Records
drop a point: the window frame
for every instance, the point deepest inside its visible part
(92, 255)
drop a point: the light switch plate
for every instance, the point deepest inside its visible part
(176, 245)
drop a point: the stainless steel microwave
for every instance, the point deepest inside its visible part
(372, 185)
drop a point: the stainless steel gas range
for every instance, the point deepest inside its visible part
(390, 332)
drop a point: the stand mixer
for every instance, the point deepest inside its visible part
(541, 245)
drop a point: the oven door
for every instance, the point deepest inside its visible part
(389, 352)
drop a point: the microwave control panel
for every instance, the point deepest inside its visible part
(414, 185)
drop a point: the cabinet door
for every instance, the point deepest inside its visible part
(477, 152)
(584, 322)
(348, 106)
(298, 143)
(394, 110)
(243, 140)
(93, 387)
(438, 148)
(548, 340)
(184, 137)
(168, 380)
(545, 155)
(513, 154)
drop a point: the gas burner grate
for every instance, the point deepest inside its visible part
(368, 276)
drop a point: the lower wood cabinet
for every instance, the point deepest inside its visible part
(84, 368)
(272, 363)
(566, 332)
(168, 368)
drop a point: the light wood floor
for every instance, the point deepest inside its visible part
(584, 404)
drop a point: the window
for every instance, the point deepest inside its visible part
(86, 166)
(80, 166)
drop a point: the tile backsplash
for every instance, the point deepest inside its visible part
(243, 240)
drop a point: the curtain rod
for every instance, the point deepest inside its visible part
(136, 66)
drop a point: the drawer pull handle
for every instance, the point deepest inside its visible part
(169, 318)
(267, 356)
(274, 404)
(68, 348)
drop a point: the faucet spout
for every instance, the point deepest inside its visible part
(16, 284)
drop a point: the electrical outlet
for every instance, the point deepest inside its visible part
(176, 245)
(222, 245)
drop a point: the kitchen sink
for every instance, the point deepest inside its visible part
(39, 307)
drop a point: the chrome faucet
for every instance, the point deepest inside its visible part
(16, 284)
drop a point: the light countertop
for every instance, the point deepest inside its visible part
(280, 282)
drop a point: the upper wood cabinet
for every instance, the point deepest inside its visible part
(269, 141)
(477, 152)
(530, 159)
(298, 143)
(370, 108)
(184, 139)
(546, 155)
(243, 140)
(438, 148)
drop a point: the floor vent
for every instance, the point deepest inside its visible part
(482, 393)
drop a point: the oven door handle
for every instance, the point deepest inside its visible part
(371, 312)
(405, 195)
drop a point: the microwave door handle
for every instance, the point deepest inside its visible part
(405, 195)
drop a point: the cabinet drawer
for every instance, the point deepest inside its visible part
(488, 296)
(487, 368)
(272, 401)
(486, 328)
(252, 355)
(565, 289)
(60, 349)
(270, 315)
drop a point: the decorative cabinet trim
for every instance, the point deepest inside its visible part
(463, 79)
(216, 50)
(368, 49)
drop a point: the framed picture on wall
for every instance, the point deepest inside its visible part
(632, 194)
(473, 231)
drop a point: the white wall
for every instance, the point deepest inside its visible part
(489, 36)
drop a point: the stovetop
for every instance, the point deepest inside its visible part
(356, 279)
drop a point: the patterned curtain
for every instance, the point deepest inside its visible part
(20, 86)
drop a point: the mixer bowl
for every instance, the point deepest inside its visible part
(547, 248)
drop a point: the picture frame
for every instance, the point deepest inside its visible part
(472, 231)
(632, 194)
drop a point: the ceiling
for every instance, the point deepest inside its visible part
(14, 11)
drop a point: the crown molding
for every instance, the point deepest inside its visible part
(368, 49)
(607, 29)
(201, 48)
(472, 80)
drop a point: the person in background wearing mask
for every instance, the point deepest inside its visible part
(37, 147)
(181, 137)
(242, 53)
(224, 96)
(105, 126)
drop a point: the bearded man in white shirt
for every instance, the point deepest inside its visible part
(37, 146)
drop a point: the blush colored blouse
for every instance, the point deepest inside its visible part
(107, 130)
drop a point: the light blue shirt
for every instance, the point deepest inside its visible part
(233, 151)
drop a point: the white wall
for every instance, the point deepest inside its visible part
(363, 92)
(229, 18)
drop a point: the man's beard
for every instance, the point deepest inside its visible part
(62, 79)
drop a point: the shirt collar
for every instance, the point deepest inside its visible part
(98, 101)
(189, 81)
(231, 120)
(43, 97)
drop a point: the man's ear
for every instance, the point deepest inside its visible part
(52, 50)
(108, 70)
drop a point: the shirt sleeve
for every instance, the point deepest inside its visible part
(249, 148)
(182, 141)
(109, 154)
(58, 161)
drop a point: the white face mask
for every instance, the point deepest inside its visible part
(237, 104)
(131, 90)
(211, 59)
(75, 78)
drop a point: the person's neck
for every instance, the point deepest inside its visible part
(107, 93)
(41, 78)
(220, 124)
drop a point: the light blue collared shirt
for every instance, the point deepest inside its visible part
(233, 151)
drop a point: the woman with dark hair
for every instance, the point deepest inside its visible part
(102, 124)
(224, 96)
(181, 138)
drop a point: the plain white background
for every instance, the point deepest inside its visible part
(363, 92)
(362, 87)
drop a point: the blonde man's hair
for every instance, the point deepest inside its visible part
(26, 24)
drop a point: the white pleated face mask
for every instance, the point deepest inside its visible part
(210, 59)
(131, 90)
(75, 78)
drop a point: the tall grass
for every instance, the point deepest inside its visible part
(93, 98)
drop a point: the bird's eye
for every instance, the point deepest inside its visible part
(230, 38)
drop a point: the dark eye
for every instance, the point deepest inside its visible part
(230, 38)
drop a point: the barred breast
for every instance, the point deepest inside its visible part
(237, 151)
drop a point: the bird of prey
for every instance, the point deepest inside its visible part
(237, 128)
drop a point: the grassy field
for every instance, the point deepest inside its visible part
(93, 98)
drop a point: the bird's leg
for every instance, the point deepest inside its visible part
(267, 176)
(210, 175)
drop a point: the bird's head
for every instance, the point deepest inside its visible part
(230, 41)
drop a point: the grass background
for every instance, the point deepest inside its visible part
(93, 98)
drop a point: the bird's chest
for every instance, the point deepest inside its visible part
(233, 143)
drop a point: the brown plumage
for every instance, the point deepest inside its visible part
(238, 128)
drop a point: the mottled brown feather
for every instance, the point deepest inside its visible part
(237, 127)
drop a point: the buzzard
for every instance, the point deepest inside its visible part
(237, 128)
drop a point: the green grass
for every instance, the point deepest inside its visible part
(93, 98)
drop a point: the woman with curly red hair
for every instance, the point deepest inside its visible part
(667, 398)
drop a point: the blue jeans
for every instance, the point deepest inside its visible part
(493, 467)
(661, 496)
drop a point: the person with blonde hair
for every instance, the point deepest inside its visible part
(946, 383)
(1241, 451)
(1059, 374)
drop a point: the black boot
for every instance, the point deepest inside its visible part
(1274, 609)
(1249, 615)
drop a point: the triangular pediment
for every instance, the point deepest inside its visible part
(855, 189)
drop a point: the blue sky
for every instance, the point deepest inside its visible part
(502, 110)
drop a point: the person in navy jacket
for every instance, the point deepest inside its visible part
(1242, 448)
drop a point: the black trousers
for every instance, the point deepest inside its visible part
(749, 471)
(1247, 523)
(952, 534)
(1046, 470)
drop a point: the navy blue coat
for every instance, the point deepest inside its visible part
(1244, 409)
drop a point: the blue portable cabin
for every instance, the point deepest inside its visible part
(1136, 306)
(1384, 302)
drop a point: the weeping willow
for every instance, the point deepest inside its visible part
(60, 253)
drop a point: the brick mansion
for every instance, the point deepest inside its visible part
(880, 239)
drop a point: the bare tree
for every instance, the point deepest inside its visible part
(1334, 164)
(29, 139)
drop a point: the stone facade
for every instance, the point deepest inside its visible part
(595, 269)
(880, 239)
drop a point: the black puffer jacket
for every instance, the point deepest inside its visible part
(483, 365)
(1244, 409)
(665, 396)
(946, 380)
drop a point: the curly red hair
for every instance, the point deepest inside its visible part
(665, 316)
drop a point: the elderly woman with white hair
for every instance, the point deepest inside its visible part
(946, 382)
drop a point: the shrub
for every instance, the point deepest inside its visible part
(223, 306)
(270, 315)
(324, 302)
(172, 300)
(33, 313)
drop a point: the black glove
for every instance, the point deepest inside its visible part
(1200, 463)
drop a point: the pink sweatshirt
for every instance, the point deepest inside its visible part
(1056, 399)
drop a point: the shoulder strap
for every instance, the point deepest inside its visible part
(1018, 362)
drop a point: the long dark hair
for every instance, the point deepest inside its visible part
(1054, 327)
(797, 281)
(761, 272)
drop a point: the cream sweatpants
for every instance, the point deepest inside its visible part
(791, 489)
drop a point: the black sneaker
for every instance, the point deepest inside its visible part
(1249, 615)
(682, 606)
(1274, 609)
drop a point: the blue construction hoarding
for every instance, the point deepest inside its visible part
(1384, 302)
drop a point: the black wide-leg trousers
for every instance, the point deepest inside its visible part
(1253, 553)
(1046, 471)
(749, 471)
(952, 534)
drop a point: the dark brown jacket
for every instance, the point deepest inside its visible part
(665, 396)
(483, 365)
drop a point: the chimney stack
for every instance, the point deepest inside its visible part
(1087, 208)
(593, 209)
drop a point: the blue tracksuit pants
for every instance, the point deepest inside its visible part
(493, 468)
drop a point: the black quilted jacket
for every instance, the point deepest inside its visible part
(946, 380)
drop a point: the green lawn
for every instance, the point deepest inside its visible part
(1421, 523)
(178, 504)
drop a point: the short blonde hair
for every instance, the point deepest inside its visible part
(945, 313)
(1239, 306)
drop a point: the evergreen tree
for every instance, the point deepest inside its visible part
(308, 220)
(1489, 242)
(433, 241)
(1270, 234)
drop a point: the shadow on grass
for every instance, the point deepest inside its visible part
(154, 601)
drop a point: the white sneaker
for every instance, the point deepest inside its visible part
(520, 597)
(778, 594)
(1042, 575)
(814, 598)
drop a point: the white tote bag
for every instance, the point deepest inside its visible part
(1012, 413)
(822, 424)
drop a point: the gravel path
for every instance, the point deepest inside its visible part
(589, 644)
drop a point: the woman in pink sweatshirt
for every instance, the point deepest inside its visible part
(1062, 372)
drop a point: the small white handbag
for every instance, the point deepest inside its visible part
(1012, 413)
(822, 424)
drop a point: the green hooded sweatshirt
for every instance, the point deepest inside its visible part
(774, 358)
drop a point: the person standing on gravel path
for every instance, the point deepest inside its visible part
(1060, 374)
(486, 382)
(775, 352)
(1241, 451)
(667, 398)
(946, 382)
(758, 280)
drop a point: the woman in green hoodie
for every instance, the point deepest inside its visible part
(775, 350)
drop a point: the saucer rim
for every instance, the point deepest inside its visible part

## Prompt
Beginning with the line that has "drop a point: the woman in green hoodie" and running through the last of the rows, repeat those lines with "teacup handle" put in place of "saucer rim". Leave everything else in them as it stands.

## Answer to the problem
drop a point: the woman in green hoodie
for every instance, the point deepest inside its visible part
(775, 350)
drop a point: the teacup handle
for every instance, the point deepest inside its visible part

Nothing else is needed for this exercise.